*TUGAS*
Format materi dari baris yang memuat "Pinpoint chimney in the picture." sampai baris yang memuat "304,168,310,180", termasuk kedua baris itu, sebagai CSV dua kolom bernama teks dan jawaban. Buat satu baris untuk setiap teks beserta jawabannya, masing-masing dalam satu kolom berkutip, dengan jeda baris diganti spasi.

::::::::::

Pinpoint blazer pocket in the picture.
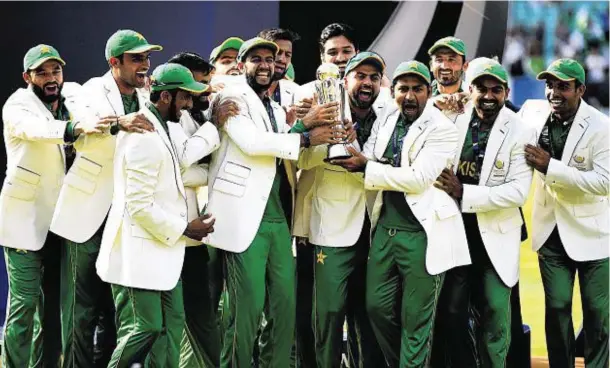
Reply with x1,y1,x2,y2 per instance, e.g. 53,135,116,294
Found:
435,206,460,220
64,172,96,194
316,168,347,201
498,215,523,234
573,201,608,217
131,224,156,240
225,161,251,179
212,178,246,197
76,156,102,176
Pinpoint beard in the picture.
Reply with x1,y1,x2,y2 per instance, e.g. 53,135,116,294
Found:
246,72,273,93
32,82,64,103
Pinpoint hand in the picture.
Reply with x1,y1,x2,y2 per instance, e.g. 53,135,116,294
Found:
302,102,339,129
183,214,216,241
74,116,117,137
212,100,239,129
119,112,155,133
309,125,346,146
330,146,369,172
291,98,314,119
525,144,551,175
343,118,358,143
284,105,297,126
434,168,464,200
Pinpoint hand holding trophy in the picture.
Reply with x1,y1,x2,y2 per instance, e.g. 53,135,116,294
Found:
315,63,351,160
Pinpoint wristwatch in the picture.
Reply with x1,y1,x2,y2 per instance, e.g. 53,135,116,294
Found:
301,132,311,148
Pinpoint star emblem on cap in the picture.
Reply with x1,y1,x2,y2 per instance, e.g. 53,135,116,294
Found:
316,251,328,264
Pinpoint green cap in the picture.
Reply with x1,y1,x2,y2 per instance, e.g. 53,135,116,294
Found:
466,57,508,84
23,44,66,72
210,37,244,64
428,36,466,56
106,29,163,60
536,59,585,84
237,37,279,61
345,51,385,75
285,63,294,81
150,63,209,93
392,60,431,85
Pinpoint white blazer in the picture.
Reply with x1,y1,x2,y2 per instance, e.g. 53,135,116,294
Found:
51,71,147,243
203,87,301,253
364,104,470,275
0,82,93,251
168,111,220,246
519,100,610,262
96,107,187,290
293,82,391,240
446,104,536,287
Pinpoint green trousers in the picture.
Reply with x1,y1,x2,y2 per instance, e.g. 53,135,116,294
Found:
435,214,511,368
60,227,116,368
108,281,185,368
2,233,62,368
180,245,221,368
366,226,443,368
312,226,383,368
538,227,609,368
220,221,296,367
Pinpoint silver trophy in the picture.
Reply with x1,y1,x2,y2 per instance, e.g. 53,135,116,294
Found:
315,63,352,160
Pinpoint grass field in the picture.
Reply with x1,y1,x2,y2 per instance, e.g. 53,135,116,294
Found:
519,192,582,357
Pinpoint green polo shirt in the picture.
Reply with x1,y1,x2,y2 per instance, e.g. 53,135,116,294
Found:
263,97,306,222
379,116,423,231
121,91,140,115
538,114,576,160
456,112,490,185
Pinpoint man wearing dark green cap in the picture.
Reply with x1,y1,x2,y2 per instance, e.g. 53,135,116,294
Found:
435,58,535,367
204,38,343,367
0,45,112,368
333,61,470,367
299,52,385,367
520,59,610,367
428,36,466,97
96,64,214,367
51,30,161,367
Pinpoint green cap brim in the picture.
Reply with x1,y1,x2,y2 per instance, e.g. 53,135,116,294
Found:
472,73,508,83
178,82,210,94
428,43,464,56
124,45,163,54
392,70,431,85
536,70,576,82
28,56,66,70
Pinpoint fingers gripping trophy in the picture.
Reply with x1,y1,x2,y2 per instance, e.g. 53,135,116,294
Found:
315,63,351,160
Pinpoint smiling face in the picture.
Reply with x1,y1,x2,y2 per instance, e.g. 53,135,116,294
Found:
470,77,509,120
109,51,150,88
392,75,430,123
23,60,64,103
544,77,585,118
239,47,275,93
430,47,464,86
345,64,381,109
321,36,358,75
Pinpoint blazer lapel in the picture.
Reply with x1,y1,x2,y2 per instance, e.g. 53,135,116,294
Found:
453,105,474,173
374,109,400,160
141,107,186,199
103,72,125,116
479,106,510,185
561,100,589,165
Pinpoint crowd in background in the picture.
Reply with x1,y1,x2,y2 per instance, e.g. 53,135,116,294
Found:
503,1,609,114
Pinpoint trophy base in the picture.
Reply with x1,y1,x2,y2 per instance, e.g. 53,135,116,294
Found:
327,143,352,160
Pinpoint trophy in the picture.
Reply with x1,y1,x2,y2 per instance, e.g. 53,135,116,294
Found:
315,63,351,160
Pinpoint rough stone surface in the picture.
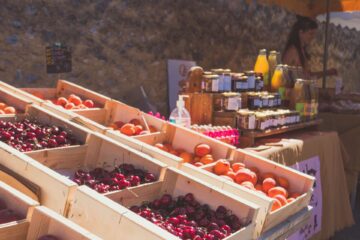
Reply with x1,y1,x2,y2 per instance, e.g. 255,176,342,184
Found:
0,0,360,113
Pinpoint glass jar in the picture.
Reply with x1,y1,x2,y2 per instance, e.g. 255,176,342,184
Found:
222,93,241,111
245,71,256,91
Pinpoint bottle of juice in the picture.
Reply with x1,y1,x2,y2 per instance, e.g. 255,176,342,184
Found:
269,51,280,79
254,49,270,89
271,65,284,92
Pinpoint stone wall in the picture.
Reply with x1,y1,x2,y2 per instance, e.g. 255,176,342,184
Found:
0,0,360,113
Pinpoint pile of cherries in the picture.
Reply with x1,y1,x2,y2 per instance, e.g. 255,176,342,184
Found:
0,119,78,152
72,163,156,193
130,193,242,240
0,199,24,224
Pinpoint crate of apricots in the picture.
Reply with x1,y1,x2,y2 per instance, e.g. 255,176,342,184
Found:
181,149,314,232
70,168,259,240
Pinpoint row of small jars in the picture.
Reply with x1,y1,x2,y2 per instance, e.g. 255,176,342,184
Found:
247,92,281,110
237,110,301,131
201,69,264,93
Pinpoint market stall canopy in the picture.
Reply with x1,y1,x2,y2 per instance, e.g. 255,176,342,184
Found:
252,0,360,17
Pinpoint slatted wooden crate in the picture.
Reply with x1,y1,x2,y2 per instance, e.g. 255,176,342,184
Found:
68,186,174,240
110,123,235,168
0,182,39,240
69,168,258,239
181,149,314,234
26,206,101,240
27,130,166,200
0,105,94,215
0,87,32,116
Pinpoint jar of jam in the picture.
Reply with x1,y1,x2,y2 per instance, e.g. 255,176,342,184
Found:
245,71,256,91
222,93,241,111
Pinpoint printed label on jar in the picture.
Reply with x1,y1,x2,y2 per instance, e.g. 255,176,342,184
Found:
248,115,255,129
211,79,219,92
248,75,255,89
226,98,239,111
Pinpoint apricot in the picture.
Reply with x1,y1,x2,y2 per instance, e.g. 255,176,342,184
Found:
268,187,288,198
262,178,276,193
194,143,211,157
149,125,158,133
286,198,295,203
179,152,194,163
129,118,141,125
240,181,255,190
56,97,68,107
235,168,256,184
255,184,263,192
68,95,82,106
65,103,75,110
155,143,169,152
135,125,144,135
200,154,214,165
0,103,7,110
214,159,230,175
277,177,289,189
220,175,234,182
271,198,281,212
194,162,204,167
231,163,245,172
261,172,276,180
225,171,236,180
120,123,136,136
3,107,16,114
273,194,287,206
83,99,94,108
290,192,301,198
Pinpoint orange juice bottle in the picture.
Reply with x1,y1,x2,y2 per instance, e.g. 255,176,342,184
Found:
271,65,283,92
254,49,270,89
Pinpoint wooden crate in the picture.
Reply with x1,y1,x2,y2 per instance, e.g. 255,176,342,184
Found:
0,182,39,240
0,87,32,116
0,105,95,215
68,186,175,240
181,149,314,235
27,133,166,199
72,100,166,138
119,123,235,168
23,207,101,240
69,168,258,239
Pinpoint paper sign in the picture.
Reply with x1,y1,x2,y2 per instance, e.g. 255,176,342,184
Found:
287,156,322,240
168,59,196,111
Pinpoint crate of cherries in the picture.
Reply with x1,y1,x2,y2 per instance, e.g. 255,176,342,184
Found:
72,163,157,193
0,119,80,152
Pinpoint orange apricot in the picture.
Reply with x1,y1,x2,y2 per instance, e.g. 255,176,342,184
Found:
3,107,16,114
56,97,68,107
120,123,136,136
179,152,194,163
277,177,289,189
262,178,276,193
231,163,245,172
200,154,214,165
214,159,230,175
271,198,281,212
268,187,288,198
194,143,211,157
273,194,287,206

::::::::::

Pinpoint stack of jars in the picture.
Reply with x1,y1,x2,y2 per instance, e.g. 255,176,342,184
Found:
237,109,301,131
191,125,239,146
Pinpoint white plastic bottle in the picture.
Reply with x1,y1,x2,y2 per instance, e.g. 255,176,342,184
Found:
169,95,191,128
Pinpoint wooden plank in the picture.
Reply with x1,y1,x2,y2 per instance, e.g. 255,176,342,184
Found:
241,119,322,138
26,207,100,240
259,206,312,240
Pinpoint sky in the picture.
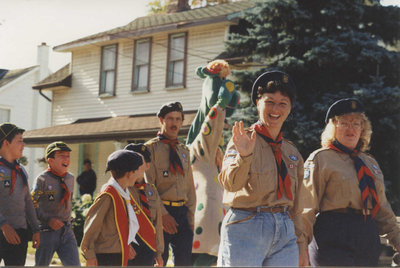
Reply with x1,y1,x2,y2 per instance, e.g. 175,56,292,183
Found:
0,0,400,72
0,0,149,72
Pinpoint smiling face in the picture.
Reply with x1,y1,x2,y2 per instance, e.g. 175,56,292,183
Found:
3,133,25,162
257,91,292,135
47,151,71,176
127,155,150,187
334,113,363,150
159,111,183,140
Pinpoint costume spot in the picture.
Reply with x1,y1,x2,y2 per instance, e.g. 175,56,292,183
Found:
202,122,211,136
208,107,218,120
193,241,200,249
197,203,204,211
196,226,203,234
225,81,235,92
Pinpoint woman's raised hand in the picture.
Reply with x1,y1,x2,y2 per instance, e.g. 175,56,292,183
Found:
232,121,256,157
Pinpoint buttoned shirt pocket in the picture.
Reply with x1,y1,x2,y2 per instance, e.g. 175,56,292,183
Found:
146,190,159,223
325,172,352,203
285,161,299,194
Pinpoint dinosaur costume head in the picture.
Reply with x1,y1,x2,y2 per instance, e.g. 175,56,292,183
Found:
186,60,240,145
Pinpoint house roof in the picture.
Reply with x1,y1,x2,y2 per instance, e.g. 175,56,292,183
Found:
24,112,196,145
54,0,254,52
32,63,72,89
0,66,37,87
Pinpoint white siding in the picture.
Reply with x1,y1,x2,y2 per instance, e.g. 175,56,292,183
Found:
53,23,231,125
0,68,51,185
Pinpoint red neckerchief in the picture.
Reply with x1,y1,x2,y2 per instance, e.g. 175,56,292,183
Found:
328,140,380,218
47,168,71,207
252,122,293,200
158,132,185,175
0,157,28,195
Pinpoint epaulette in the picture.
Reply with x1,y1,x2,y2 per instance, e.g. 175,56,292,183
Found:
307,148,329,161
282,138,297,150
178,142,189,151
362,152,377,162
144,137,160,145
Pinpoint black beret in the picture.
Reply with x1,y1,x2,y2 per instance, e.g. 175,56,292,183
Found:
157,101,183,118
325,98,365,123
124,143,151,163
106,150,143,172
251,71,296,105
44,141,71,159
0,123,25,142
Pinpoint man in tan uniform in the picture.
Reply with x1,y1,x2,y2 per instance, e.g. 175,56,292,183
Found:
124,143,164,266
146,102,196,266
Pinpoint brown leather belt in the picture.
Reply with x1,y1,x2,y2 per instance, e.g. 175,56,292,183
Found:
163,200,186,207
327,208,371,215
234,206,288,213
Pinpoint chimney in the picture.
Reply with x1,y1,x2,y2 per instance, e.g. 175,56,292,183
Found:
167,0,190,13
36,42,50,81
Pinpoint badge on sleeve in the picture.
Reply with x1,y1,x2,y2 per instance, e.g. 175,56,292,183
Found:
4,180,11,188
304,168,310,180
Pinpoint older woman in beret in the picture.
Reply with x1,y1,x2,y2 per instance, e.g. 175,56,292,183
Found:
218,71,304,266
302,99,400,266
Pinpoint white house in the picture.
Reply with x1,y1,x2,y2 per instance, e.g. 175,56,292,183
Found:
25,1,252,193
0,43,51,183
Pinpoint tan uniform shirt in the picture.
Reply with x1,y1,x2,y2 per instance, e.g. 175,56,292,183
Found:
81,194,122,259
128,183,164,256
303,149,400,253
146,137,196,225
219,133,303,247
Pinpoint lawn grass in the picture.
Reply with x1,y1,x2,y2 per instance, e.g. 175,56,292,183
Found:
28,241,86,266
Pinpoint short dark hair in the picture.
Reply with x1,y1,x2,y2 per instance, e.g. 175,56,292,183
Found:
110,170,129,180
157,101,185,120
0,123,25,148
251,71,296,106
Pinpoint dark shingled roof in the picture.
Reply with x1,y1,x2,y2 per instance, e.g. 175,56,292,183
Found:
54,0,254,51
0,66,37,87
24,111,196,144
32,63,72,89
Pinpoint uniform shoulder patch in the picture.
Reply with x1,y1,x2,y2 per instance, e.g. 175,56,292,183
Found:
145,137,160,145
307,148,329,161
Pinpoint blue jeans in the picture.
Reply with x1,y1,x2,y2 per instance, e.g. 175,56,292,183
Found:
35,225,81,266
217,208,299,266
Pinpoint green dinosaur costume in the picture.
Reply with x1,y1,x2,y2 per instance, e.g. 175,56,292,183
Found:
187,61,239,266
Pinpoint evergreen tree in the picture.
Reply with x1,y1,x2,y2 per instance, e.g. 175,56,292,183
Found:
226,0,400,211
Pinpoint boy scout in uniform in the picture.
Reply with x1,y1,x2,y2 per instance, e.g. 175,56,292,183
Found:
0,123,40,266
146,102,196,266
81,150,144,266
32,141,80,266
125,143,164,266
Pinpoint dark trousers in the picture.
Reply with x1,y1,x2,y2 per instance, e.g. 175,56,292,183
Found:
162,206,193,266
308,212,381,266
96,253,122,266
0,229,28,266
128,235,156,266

::::::::::

*HASIL TUGAS INI*
teks,jawaban
"Pinpoint chimney in the picture. Reply with x1,y1,x2,y2 per instance, e.g. 175,56,292,183 Found:","167,0,190,13 36,42,50,81"
"Pinpoint badge on sleeve in the picture. Reply with x1,y1,x2,y2 per instance, e.g. 175,56,292,183 Found:","4,180,11,188 304,168,310,180"